§ **WHAT TO DO**
Please reproduce, exactly and with nothing added, the lines of the material below that run from the one containing "Locate the black dress shoe" to the end.

§ **DATASET EXCERPTS**

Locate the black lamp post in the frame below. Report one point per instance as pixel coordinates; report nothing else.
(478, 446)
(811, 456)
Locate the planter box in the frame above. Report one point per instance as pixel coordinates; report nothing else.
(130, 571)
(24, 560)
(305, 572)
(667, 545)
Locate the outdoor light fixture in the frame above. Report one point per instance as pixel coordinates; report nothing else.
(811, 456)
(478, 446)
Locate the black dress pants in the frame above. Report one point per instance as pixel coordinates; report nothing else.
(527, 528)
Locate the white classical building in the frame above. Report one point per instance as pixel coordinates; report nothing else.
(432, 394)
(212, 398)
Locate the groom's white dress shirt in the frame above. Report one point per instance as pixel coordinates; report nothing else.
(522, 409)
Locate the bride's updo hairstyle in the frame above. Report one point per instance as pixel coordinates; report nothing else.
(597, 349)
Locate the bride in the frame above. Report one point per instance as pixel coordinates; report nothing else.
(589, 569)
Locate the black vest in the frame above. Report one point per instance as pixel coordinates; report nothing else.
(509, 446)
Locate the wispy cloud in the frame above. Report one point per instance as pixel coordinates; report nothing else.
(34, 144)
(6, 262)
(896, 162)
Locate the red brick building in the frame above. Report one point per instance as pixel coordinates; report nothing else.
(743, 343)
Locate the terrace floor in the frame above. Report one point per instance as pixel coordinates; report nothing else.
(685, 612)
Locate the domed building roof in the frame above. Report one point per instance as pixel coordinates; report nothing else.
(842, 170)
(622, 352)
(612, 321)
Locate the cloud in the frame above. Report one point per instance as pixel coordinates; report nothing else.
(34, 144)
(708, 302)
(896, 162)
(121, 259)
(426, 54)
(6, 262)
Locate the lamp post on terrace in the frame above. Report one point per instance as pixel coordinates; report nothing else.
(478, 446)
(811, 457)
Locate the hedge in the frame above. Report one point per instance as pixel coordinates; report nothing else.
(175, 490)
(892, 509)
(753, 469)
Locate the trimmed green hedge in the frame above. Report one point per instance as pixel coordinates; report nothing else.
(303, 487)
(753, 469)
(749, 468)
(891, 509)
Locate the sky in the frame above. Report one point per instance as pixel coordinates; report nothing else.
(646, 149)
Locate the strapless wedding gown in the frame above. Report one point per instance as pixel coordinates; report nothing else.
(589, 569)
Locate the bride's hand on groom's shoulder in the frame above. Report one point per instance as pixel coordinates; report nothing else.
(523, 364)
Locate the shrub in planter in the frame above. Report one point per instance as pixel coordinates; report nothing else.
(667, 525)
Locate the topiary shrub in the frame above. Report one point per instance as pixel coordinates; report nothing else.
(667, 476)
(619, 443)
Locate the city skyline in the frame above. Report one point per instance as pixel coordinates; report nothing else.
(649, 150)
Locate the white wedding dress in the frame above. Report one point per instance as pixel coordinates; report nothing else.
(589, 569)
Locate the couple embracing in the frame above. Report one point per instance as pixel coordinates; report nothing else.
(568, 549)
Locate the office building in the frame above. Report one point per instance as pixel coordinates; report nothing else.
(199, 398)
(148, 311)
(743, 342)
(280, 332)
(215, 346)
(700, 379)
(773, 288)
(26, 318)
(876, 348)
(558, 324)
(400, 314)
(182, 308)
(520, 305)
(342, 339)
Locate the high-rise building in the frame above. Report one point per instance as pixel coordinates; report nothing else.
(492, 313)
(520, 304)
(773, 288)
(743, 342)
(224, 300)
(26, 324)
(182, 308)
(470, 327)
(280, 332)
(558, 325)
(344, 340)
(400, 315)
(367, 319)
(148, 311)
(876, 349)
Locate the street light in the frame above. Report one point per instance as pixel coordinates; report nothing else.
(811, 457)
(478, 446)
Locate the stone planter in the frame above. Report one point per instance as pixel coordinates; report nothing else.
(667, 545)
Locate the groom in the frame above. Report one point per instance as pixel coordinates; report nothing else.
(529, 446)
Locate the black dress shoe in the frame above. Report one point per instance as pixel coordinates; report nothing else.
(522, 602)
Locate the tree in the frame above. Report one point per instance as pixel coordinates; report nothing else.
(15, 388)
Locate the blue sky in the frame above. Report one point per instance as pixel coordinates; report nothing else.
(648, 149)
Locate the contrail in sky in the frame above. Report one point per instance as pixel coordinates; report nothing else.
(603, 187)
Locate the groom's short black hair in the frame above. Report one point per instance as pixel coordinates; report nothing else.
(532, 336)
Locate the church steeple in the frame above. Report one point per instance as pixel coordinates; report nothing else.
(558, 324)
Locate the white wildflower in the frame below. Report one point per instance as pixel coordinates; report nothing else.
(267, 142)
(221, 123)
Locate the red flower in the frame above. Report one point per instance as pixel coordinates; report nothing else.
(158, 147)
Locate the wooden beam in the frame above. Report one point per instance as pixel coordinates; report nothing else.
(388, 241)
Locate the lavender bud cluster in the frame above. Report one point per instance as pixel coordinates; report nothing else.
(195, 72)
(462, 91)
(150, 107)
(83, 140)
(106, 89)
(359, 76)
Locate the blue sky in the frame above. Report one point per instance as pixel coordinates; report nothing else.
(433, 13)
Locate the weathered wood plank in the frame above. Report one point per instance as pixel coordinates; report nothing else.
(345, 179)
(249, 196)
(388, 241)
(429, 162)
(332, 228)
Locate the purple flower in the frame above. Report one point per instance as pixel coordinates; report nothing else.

§ **EXPECTED ANSWER**
Locate the black dress shoe in the frame above. Report one point per instance as pixel coordinates; report nothing else.
(522, 602)
Locate the tree in the frame above. Report one point per instance as pixel coordinates; report nothing else.
(15, 388)
Locate the blue sky in the frame above. Report one point per instance as pixel coordinates; report nothing else.
(648, 149)
Locate the contrail in sky in the frame above. Report one point per instance as pixel coordinates; report nothing else.
(603, 187)
Locate the groom's short black hair in the frame above. Report one point per instance as pixel coordinates; report nothing else.
(532, 336)
Locate the church steeple in the frame above. Report one point per instance as pixel coordinates; report nothing else.
(558, 324)
Locate the white wildflower in the frame below. Report one point per instance as pixel coordinates; report nothing else.
(267, 142)
(221, 123)
Locate the red flower in the frame above. Report one point per instance as pixel coordinates; report nothing else.
(158, 147)
Locate the wooden beam in the frame above. Report one point per instance as pixel coordinates; report nothing else.
(388, 241)
Locate the lavender bud cluster in the frame above. Report one point per instance as pixel coordinates; report nothing else.
(195, 72)
(462, 91)
(150, 107)
(83, 140)
(106, 89)
(359, 76)
Locate the blue sky in the frame above. Report one point per instance as pixel coordinates; report nothing else.
(433, 13)
Locate the weathered wood plank in the frame above. Report one point per instance as pixel coordinates; report nothing else.
(345, 179)
(249, 196)
(388, 241)
(429, 162)
(332, 228)
Locate the purple flower in the frame above. Report one point per instance as pixel coordinates; report nothing else.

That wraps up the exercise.